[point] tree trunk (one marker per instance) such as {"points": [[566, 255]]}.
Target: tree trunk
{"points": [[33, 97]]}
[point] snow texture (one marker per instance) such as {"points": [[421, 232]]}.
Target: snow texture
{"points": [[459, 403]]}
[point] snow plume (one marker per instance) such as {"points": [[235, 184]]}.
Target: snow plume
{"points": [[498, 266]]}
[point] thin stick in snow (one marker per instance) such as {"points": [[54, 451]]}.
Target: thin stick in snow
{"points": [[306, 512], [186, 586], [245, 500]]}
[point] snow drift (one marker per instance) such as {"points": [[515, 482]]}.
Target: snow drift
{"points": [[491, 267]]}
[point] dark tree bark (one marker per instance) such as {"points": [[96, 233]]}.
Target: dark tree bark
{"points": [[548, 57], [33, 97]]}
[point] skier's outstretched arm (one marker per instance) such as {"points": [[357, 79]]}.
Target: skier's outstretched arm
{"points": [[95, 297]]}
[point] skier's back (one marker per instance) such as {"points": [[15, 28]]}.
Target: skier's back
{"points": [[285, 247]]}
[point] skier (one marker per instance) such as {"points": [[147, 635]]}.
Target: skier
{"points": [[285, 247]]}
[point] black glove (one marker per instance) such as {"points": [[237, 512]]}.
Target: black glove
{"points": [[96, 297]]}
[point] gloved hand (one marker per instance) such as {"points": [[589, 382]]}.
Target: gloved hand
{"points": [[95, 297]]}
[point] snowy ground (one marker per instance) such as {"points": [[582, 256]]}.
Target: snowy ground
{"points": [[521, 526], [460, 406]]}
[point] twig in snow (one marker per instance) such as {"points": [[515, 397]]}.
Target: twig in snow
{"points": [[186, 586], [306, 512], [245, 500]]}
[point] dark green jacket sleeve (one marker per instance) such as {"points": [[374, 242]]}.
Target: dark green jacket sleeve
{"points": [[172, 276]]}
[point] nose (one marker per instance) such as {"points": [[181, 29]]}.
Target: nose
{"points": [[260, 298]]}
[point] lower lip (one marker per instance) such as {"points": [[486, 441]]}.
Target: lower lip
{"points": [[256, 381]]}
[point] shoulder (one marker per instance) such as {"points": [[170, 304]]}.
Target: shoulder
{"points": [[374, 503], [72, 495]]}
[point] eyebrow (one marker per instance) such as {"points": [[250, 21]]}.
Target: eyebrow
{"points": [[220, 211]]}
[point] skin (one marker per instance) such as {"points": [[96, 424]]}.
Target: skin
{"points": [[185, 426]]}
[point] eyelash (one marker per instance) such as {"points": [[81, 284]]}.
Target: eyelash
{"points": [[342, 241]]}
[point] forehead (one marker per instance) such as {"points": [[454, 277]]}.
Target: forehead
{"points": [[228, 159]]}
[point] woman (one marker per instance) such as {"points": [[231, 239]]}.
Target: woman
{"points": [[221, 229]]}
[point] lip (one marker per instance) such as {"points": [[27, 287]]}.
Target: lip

Task goal: Each record above should be output again exactly.

Answer section:
[point] tree trunk (one marker per instance) such as {"points": [[566, 255]]}.
Target: tree trunk
{"points": [[33, 97]]}
[point] snow texture (one marker per instance) such as {"points": [[421, 232]]}.
Target: snow texture
{"points": [[459, 403]]}
[point] snow plume (one marker per instance) such as {"points": [[235, 184]]}.
Target: snow plume
{"points": [[498, 266]]}
[point] thin stick in snow (one marker per instance) such as {"points": [[54, 451]]}.
Target: thin stick in snow
{"points": [[306, 512], [186, 586], [245, 500]]}
[point] snow drift (one marker per instance) such as {"points": [[515, 482]]}.
Target: snow drift
{"points": [[491, 267]]}
[point] dark tree bark (one marker per instance) such as {"points": [[96, 233]]}.
Target: dark tree bark
{"points": [[548, 57], [33, 97]]}
[point] skier's outstretched arm (one marker per instance) such as {"points": [[357, 79]]}.
Target: skier's outstretched arm
{"points": [[95, 297]]}
[point] skier's back (one marker per instance) such as {"points": [[15, 28]]}.
Target: skier's back
{"points": [[285, 247]]}
[point] skier (one marker per instance) such as {"points": [[147, 635]]}.
Target: skier
{"points": [[285, 247]]}
[point] black glove (one marker per instance) such as {"points": [[237, 512]]}.
Target: black glove
{"points": [[96, 297]]}
[point] gloved hand (one marker per instance) such as {"points": [[589, 382]]}.
Target: gloved hand
{"points": [[95, 297]]}
[point] snowy ground (one marker per instance) such as {"points": [[582, 256]]}.
Target: snowy ground
{"points": [[521, 526], [460, 406]]}
[point] twig in snow (one marker per instance) such as {"points": [[515, 397]]}.
Target: twig in snow
{"points": [[186, 586], [306, 512], [245, 500]]}
[point] dark green jacket sleeve (one marker per instance) such as {"points": [[374, 242]]}.
Target: dark green jacket sleeve
{"points": [[172, 276]]}
[point] nose (one marker per instance) such as {"points": [[181, 29]]}.
Target: nose
{"points": [[260, 298]]}
[point] lower lip (one marker per instance) such as {"points": [[486, 441]]}.
Target: lower lip
{"points": [[256, 381]]}
[point] shoulder (one marker per instance) such as {"points": [[170, 304]]}.
Target: shoulder
{"points": [[374, 503], [72, 495]]}
[point] eyebrow (one marker per instance) such as {"points": [[250, 21]]}.
Target: eyebrow
{"points": [[220, 211]]}
[point] skin (one marker per instance) such as {"points": [[96, 424]]}.
Target: skin
{"points": [[185, 426]]}
[point] eyelash (one marker per instance) such as {"points": [[81, 284]]}.
Target: eyelash
{"points": [[342, 241]]}
[point] forehead (one marker per instance) such as {"points": [[454, 277]]}.
Target: forehead
{"points": [[228, 159]]}
[point] woman (one marker per instance) such as {"points": [[231, 239]]}.
Target: woman
{"points": [[221, 229]]}
[point] lip (one marker per instance) such as {"points": [[27, 287]]}.
Target: lip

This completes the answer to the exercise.